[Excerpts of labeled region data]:
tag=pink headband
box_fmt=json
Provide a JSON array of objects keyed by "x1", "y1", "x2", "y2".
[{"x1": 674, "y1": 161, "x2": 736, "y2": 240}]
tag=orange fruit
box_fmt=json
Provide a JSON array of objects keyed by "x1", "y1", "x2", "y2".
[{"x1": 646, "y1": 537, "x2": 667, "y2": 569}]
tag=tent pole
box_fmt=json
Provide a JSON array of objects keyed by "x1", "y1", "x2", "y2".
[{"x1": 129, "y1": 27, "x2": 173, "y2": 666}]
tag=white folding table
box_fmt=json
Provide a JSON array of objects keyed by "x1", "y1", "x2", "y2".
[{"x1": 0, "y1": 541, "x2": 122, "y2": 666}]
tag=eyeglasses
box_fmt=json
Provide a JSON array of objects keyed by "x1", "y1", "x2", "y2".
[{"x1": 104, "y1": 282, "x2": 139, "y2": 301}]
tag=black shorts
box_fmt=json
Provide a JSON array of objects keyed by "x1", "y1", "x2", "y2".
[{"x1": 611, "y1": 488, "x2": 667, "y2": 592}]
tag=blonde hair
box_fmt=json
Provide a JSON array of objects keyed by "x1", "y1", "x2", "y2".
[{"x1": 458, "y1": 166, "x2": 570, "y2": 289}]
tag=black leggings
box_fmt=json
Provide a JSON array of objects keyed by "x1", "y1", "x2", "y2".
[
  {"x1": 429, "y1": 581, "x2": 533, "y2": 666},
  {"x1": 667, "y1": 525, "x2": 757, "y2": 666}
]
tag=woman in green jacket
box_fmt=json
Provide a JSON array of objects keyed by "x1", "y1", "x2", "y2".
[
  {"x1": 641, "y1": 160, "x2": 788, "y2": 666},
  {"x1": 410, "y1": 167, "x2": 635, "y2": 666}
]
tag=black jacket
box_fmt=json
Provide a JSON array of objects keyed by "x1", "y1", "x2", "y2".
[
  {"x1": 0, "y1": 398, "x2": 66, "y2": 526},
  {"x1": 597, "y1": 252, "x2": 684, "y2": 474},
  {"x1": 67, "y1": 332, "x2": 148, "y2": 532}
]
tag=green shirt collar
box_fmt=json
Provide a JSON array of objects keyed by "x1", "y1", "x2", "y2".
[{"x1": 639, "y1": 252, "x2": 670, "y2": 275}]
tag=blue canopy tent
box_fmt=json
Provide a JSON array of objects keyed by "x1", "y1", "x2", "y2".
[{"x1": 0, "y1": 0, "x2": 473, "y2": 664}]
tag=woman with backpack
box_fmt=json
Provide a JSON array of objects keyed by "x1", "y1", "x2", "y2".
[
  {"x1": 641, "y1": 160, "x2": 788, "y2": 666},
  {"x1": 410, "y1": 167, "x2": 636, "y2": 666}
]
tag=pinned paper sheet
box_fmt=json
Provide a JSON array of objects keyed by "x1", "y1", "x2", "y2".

[Stated task]:
Write out every entry word for word.

[Expected answer]:
tag=pink headband
box_fmt=json
Provide a JSON array of objects keyed by "x1", "y1", "x2", "y2".
[{"x1": 674, "y1": 161, "x2": 736, "y2": 240}]
tag=orange fruit
box_fmt=json
Provide a JSON array of objects keyed by "x1", "y1", "x2", "y2".
[{"x1": 646, "y1": 537, "x2": 667, "y2": 569}]
tag=tent pole
box_fmt=json
Provide a JSON array of objects keyed by "x1", "y1", "x2", "y2".
[{"x1": 129, "y1": 27, "x2": 173, "y2": 666}]
tag=white folding table
box_fmt=json
Provide a JSON array of objects keyed by "x1", "y1", "x2", "y2".
[{"x1": 0, "y1": 541, "x2": 122, "y2": 666}]
tag=eyeglasses
box_fmt=json
Provide a JSON array of objects keyed by "x1", "y1", "x2", "y2".
[{"x1": 104, "y1": 282, "x2": 139, "y2": 301}]
tag=black shorts
box_fmt=json
Provide a JSON array of objects keyed by "x1", "y1", "x2", "y2".
[{"x1": 611, "y1": 488, "x2": 667, "y2": 592}]
tag=blonde hair
box_fmt=json
Provide a JSON array of objects keyed by "x1", "y1", "x2", "y2".
[{"x1": 458, "y1": 166, "x2": 570, "y2": 289}]
tag=black leggings
box_fmt=json
Provide a JSON array of objects keyed by "x1", "y1", "x2", "y2".
[
  {"x1": 429, "y1": 581, "x2": 533, "y2": 666},
  {"x1": 667, "y1": 525, "x2": 757, "y2": 666}
]
tag=woman in green jacket
box_fmt=json
Provide a JSON array of objects keyed by "x1", "y1", "x2", "y2".
[
  {"x1": 641, "y1": 160, "x2": 788, "y2": 666},
  {"x1": 410, "y1": 167, "x2": 635, "y2": 666}
]
tag=black jacket
box_fmt=json
Provide a JSON array of objects keyed by "x1", "y1", "x2", "y2".
[
  {"x1": 0, "y1": 398, "x2": 66, "y2": 526},
  {"x1": 597, "y1": 252, "x2": 684, "y2": 474},
  {"x1": 67, "y1": 332, "x2": 148, "y2": 532}
]
tag=green shirt collar
box_fmt=json
Provide a JSON array of objects keyed by "x1", "y1", "x2", "y2".
[{"x1": 639, "y1": 252, "x2": 670, "y2": 275}]
tag=blue canopy tent
box_fmt=json
Provide a JSON array of objects keyed by "x1", "y1", "x2", "y2".
[{"x1": 0, "y1": 0, "x2": 473, "y2": 664}]
tag=woman with backpack
box_fmt=json
Provide a JSON array of objects keyed by "x1", "y1", "x2", "y2".
[
  {"x1": 641, "y1": 160, "x2": 788, "y2": 666},
  {"x1": 410, "y1": 167, "x2": 636, "y2": 666}
]
tag=pinned paper sheet
box_fmt=json
Provide a JSON array of objects keyed by "x1", "y1", "x2", "y2".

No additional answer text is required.